Image entries about named regions:
—————

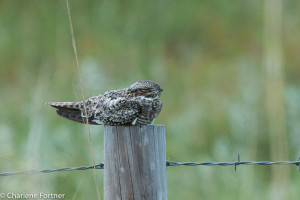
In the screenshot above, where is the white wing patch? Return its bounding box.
[141,96,158,101]
[92,119,103,125]
[131,118,137,125]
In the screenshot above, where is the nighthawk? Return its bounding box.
[46,80,163,126]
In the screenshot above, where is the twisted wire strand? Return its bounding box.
[0,156,300,176]
[0,163,104,176]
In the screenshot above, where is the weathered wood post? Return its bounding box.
[104,125,167,200]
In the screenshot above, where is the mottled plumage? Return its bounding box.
[47,80,163,126]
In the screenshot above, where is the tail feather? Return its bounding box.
[46,102,82,110]
[46,102,99,125]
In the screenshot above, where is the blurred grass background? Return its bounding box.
[0,0,300,200]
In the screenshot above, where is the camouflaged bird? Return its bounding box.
[46,80,163,126]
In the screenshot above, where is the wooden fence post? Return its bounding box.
[104,125,167,200]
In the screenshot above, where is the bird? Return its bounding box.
[46,80,163,126]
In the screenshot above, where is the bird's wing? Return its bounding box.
[46,101,99,125]
[101,97,140,125]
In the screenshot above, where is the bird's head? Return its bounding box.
[127,80,163,98]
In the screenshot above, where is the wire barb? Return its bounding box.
[234,154,240,172]
[296,156,300,172]
[0,157,300,176]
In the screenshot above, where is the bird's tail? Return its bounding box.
[46,102,97,124]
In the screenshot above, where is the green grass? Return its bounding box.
[0,0,300,200]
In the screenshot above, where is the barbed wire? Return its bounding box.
[0,155,300,176]
[0,163,104,176]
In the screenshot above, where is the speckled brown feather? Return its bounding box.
[47,80,162,126]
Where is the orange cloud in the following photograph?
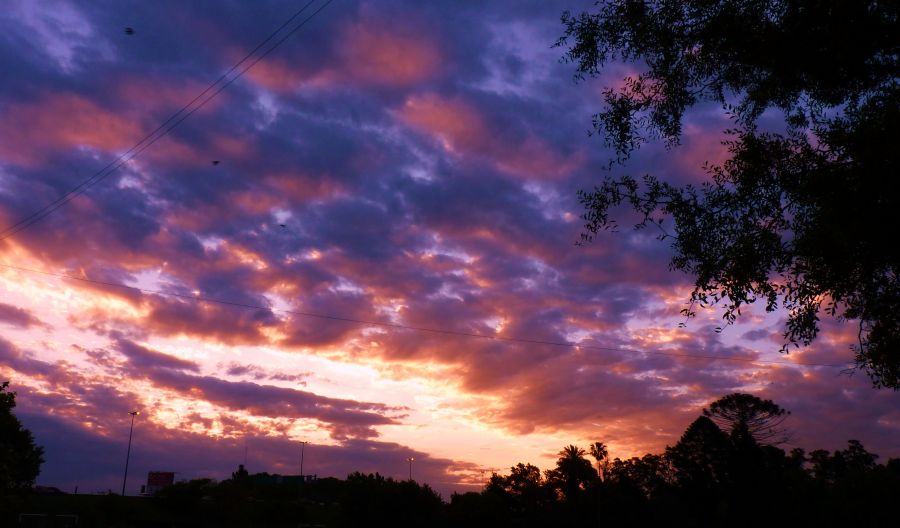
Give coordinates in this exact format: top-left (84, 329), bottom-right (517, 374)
top-left (341, 24), bottom-right (441, 86)
top-left (0, 94), bottom-right (141, 166)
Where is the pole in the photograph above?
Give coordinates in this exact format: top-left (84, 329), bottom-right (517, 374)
top-left (300, 442), bottom-right (307, 482)
top-left (122, 411), bottom-right (140, 497)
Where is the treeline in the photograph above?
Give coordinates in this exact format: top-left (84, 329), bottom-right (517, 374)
top-left (7, 394), bottom-right (900, 527)
top-left (448, 394), bottom-right (900, 526)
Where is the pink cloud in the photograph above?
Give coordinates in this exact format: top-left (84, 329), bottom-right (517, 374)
top-left (395, 94), bottom-right (582, 183)
top-left (0, 93), bottom-right (141, 166)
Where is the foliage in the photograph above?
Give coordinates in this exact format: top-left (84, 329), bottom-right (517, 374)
top-left (0, 395), bottom-right (900, 528)
top-left (557, 0), bottom-right (900, 389)
top-left (546, 445), bottom-right (597, 502)
top-left (0, 381), bottom-right (44, 494)
top-left (703, 393), bottom-right (790, 445)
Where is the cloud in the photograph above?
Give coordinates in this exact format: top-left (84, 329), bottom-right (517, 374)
top-left (0, 303), bottom-right (45, 328)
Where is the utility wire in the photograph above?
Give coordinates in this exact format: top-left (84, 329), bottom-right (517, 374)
top-left (0, 263), bottom-right (853, 369)
top-left (0, 0), bottom-right (333, 241)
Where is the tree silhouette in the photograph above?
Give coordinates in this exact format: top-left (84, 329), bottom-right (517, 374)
top-left (590, 442), bottom-right (609, 480)
top-left (546, 445), bottom-right (597, 502)
top-left (666, 416), bottom-right (732, 494)
top-left (0, 381), bottom-right (44, 494)
top-left (557, 0), bottom-right (900, 388)
top-left (703, 392), bottom-right (790, 445)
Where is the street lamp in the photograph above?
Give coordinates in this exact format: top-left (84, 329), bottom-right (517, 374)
top-left (122, 411), bottom-right (141, 497)
top-left (300, 441), bottom-right (309, 482)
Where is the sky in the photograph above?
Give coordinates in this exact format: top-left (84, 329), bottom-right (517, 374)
top-left (0, 0), bottom-right (900, 499)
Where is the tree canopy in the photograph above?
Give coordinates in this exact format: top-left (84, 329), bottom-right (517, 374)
top-left (703, 392), bottom-right (790, 445)
top-left (0, 381), bottom-right (44, 493)
top-left (558, 0), bottom-right (900, 389)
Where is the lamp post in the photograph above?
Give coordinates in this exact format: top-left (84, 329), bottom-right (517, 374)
top-left (300, 440), bottom-right (309, 482)
top-left (122, 411), bottom-right (141, 497)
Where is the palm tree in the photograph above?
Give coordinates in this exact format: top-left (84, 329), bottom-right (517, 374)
top-left (590, 442), bottom-right (609, 480)
top-left (547, 445), bottom-right (596, 501)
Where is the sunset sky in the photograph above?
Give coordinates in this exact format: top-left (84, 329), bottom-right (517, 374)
top-left (0, 0), bottom-right (900, 499)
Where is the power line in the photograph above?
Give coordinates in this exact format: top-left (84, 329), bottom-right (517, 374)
top-left (0, 0), bottom-right (333, 241)
top-left (0, 263), bottom-right (853, 369)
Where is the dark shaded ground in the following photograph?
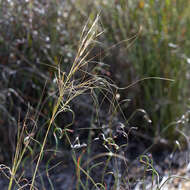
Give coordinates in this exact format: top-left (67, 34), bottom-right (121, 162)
top-left (0, 137), bottom-right (189, 190)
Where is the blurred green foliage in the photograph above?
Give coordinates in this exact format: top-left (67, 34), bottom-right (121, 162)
top-left (72, 0), bottom-right (190, 139)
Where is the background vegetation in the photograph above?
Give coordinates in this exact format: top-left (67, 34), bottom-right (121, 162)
top-left (0, 0), bottom-right (190, 189)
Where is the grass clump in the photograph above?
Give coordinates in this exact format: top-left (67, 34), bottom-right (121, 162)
top-left (72, 0), bottom-right (190, 140)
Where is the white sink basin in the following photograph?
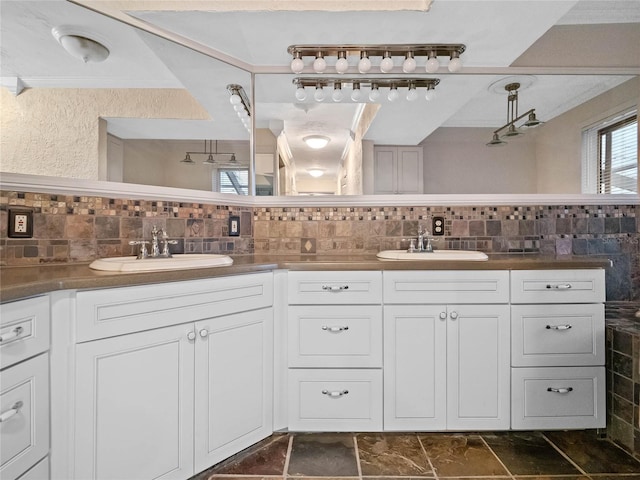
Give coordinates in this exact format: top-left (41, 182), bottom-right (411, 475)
top-left (377, 250), bottom-right (489, 262)
top-left (89, 253), bottom-right (233, 272)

—————

» **STATED EXERCISE**: Please convert the lines that open with the line containing "In the screenshot above, where is the green" and close with the line containing "top-left (448, 394), bottom-right (900, 526)" into a JSON list of strings, one string per line, with blank lines and pictures left out.

» **RESULT BELOW**:
[
  "In the screenshot above, where is the green grass? Return its bounding box.",
  "[0,0,300,200]",
  "In the screenshot above, where is the barbed wire? Return its bounding box.",
  "[0,155,300,176]",
  "[0,163,104,176]",
  "In the screenshot above, where is the speckled brown feather? Return its bounding box.",
  "[47,80,162,126]",
  "Where is the orange cloud in the following photograph?",
  "Give coordinates in this exact format: top-left (84, 329), bottom-right (517, 374)",
  "top-left (341, 24), bottom-right (441, 86)",
  "top-left (0, 94), bottom-right (141, 166)",
  "Where is the pole in the photograph above?",
  "Give coordinates in this exact format: top-left (84, 329), bottom-right (517, 374)",
  "top-left (300, 442), bottom-right (307, 482)",
  "top-left (122, 411), bottom-right (140, 497)",
  "Where is the treeline in the photograph above?",
  "Give coordinates in this exact format: top-left (84, 329), bottom-right (517, 374)",
  "top-left (7, 394), bottom-right (900, 527)",
  "top-left (448, 394), bottom-right (900, 526)"
]